(Collection entries)
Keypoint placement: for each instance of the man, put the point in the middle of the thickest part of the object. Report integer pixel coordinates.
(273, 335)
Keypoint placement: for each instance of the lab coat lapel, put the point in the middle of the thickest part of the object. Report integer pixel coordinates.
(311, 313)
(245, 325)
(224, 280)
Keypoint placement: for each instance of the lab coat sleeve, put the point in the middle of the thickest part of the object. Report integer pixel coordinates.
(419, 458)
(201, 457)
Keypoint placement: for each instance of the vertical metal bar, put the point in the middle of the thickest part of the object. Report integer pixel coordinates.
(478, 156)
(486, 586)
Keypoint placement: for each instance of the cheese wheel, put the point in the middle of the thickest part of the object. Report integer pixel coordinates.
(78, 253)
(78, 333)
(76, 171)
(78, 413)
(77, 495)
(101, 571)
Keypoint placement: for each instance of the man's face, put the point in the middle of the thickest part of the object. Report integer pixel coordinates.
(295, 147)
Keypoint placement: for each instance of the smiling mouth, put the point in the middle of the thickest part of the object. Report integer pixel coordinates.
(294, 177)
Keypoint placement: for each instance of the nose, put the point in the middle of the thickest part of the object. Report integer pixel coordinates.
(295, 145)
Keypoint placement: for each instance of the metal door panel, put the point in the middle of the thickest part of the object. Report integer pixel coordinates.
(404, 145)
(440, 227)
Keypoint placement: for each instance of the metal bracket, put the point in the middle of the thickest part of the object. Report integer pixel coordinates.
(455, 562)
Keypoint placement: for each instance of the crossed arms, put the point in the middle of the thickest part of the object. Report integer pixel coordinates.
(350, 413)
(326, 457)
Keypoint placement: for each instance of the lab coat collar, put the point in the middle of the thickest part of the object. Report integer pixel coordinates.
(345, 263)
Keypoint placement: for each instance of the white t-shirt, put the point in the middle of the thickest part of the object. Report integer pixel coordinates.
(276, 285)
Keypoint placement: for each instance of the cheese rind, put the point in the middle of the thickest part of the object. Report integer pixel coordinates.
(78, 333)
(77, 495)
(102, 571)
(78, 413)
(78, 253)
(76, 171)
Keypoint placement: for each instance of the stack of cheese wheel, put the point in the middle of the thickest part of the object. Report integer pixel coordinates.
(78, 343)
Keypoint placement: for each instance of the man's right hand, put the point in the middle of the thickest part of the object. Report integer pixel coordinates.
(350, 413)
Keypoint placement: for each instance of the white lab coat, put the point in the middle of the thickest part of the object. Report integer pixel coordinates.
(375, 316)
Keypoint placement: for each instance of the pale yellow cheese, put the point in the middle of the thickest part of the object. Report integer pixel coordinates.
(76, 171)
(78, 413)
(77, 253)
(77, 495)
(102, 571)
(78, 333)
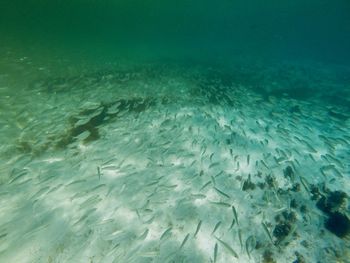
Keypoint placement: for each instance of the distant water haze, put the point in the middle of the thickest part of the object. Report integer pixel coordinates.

◆ Directions for this task
Only the lines from the one containing "Keypoint placement: for each instance of the white lab" through the last line of the data belong in the copy, both included and reproduced exactly. Pictures do not.

◆ Reply to the exercise
Keypoint placement: for each instance of the white lab coat, put the point in the middle of the thickest part of the object. Report integer pixel coordinates.
(375, 316)
Keypoint placement: for each instance of the pale yellow cheese, put the point in the middle of the thickest part of the object. Report integer pixel coordinates.
(76, 171)
(78, 413)
(77, 253)
(77, 495)
(102, 571)
(78, 333)
Keypoint placement: for each instance of the distant water haze, put the point in the middle of the thickest part of the object. Report integer pixel coordinates.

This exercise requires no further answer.